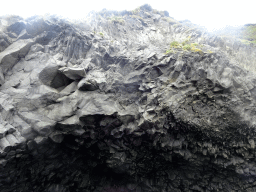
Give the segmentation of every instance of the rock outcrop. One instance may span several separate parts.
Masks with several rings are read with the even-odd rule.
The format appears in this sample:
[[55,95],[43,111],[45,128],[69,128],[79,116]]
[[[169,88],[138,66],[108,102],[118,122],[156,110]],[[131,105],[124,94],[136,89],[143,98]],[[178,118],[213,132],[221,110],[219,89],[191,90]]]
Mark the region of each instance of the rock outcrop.
[[254,47],[149,5],[0,29],[1,192],[256,190]]

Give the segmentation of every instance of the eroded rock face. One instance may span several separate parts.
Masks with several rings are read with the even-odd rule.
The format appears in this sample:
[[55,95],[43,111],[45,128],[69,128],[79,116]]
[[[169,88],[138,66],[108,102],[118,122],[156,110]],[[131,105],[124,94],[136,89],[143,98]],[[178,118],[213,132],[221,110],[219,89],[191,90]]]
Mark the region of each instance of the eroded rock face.
[[252,47],[148,5],[0,24],[1,192],[256,190]]

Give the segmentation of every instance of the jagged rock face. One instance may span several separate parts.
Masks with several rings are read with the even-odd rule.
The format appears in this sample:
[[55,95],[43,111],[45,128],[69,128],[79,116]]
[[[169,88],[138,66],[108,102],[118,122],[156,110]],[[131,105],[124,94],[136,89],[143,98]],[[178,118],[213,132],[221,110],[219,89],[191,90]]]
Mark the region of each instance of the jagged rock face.
[[1,192],[256,190],[255,49],[148,5],[88,18],[1,19]]

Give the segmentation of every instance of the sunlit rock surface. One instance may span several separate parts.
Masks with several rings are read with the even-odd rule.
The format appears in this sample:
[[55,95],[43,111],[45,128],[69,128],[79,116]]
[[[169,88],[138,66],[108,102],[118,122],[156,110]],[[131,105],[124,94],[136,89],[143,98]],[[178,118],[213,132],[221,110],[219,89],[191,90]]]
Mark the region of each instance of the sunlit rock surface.
[[169,14],[1,18],[1,192],[256,190],[255,48]]

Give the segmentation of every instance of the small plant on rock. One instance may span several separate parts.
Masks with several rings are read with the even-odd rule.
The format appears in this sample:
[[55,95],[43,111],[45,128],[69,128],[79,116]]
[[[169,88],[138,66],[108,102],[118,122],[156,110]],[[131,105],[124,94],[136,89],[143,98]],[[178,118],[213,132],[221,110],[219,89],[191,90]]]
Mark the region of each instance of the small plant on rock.
[[132,15],[131,17],[139,19],[140,21],[144,21],[144,19],[141,16],[139,16],[139,15]]
[[191,39],[191,36],[189,36],[185,41],[182,43],[179,43],[178,41],[173,41],[170,44],[170,49],[165,52],[165,54],[173,53],[173,48],[182,48],[184,51],[192,51],[192,52],[198,52],[200,54],[203,53],[201,49],[198,47],[202,47],[203,45],[198,45],[198,43],[189,43]]
[[123,17],[112,16],[112,17],[108,17],[108,19],[110,19],[110,21],[113,22],[113,23],[124,24]]
[[198,53],[200,53],[200,54],[203,53],[203,51],[202,51],[201,49],[198,49],[198,48],[196,48],[196,47],[194,47],[194,46],[192,46],[191,51],[193,51],[193,52],[198,52]]
[[198,46],[198,43],[191,43],[192,46]]
[[172,47],[178,48],[178,47],[180,47],[180,44],[179,44],[178,41],[173,41],[173,42],[171,42],[170,47],[171,47],[171,48],[172,48]]
[[183,50],[186,50],[186,51],[190,51],[191,50],[191,45],[189,44],[186,44],[182,47]]
[[175,53],[175,51],[173,51],[173,50],[167,50],[167,51],[165,52],[165,54],[169,54],[169,53]]
[[247,26],[244,27],[241,31],[242,39],[248,40],[250,43],[255,43],[256,42],[256,26]]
####
(Problem requirements) Retype the listing above exactly, pictures excluded.

(Solution to this exercise)
Give the segmentation of every instance of the rock outcrop. One instance may span several separate parts.
Masks with several rings are read with the even-odd rule.
The format appears in this sample:
[[55,95],[43,111],[45,128],[69,128],[79,116]]
[[[169,88],[138,66],[108,102],[118,122],[156,110]],[[131,105],[124,94],[136,89],[143,98]],[[178,118],[213,132],[221,110],[219,89],[191,90]]]
Mark the region of each instance of the rock outcrop.
[[254,47],[149,5],[0,29],[1,192],[256,190]]

Give the segmentation of every instance of the eroded rock face. One instance may span several separate parts.
Masks with several rings are read with the even-odd rule.
The format appears in this sample:
[[55,95],[43,111],[45,128],[69,128],[79,116]]
[[[169,88],[138,66],[108,102],[118,122],[156,110]],[[131,105],[124,94],[136,89],[143,98]],[[178,118],[213,132],[221,110],[219,89],[191,90]]]
Mark the region of each instance of the eroded rock face.
[[252,47],[148,5],[0,24],[1,192],[256,190]]

Give the segmentation of every instance of the jagged rock face. One instance may span several separate parts.
Masks with several rings are read with the even-odd rule.
The format appears in this sample:
[[55,95],[43,111],[45,128],[69,128],[79,116]]
[[[169,88],[138,66],[108,102],[118,122],[156,110]],[[131,105],[124,94],[136,89],[143,98]],[[178,118],[213,132],[221,110],[219,89],[191,90]]]
Mark the region of each instance of the jagged rock face.
[[1,192],[256,190],[255,49],[148,5],[88,18],[1,19]]

Give the segmentation of every instance of the sunlit rock surface. One instance may span several separate parts.
Masks with several rings are read with the even-odd rule.
The format appears in this sample:
[[55,95],[43,111],[45,128],[69,128],[79,116]]
[[[169,88],[138,66],[108,102],[118,122],[156,110]],[[131,105],[124,94],[136,89],[143,98]],[[178,118],[213,132],[221,110],[219,89],[191,90]]]
Mark the region of each instance of the sunlit rock surface.
[[169,14],[1,18],[1,192],[256,190],[255,48]]

Give the segmentation of every instance of the small plant on rock. One instance may span several separate parts.
Masks with several rings are read with the even-odd rule.
The format appears in this sample:
[[55,95],[43,111],[45,128],[69,128],[79,116]]
[[[169,88],[138,66],[108,102],[118,122],[156,110]],[[131,105],[124,94],[136,89],[143,98]],[[178,118],[213,132],[221,110],[219,89],[191,90]]]
Mark the region of each instance of the small plant on rock.
[[132,15],[131,17],[139,19],[140,21],[144,21],[144,19],[141,16],[139,16],[139,15]]
[[191,39],[191,36],[189,36],[185,41],[182,43],[179,43],[178,41],[173,41],[170,44],[170,49],[165,52],[165,54],[173,53],[173,48],[182,48],[184,51],[192,51],[192,52],[198,52],[200,54],[203,53],[201,49],[198,47],[202,47],[203,45],[198,45],[198,43],[189,43]]
[[123,17],[112,16],[112,17],[108,17],[108,19],[110,19],[110,21],[113,22],[113,23],[124,24]]
[[198,53],[200,53],[200,54],[203,53],[203,51],[202,51],[201,49],[198,49],[198,48],[196,48],[196,47],[194,47],[194,46],[192,46],[191,51],[193,51],[193,52],[198,52]]
[[198,46],[198,43],[191,43],[192,46]]
[[172,47],[178,48],[178,47],[180,47],[180,44],[179,44],[178,41],[173,41],[173,42],[171,42],[170,47],[171,47],[171,48],[172,48]]
[[183,50],[186,50],[186,51],[190,51],[191,50],[191,45],[189,44],[186,44],[182,47]]
[[175,53],[175,51],[173,51],[173,50],[167,50],[167,51],[165,52],[165,54],[169,54],[169,53]]
[[247,26],[244,27],[241,31],[242,39],[248,40],[250,43],[255,43],[256,42],[256,26]]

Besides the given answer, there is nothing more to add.